> _Text segment_:

Complaints, comments, criticisms and compliments can be sent to  peter@lowry.me

Singh sings Scheer’s song.

Monday, December 9th, 2019

One of the questions we have always wanted to ask new democratic leader Jagmeet Singh is what makes him think he is a politician? When you have a question such as that, it is always best to just watch for a while. Now it can be asked. What ever gave this guy the idea that he had a career path in Canadian politics?

Singh has had more than enough time. His years in the Ontario legislature, including two years as deputy leader, was more of a comment on how poor a job provincial NDP leader Andrea Horwath was doing rather than anything Singh did to help. And his first two years after swamping the federal NDP with Sikh sign-ups were wasted until he found a safe seat to contest in Burnaby.

It appeared that NDP MPs and benefactors were less than impressed with Singh, until into the 2019 election. It was during the federal election that the news media discovered him. He was colorful, controversial and convenient. He was usually off topic and accommodating, anyway. He could not afford to rent a plane and was more available.

But his response to the throne speech was his least political action to-date. He followed conservative Scheer’s lead and attacked it. He complained that the speech only paid lip service to the needs of Canadians. “What we’re seeing is a lot of pretty words but not concrete actions,” was his complaint.

But what did he expect? A throne speech is about expectations, not action. It is direction, not doing.

The problem in the NDP leader’s reaction to the speech is that he was giving no quarter. He was still in the nagging attitude of the NDP’s approach to electioneering. He wanted more but did not know how to get it. He wanted to show off for his voters but acted as though he was still campaigning.

This was the guy who lost the NDP’s previous gains in Quebec. He saw his caucus whittled down. He wanted to shout louder than the conservative leader. Instead of taking advantage of the liberal’s minority, he stayed in an attack mode instead of making himself useful. He gave what little ground he had left to the Bloc Québécois.

> _Source material_:
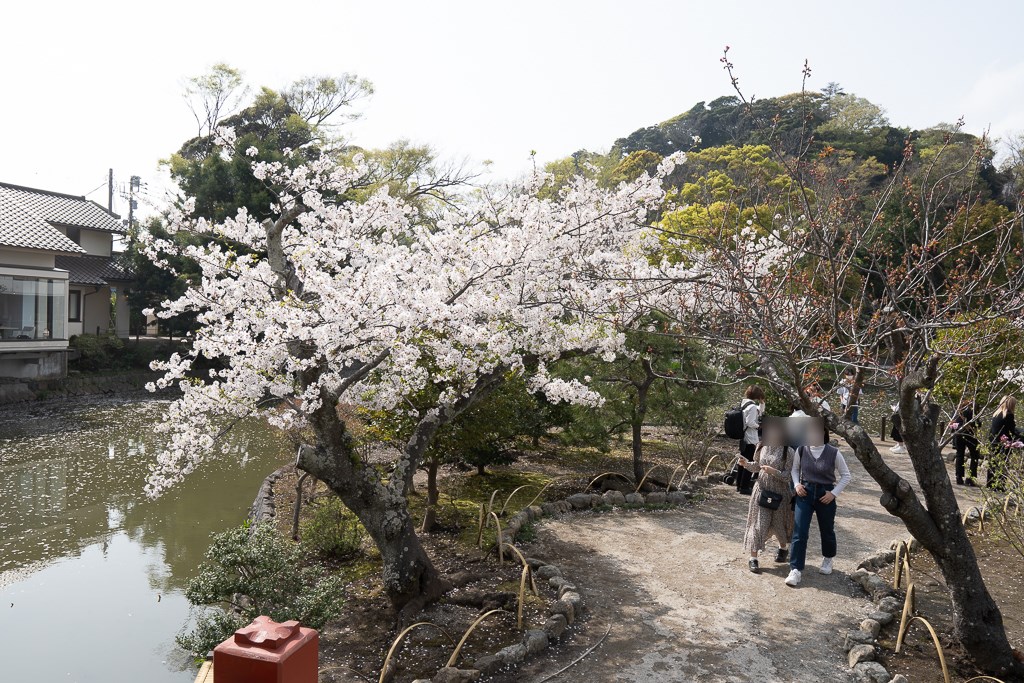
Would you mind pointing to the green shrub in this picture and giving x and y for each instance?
(252, 570)
(333, 530)
(98, 352)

> _Your instructions_:
Answer these questions using the column on Jagmeet Singh above.
(a) Where did Singh find a safe seat to contest?
(b) Whose lead did Singh follow when he attacked the throne speech?
(c) To which party did Singh give what little ground he had left?

> _Result of this exercise_:
(a) Burnaby
(b) Conservative Scheer's
(c) The Bloc Québécois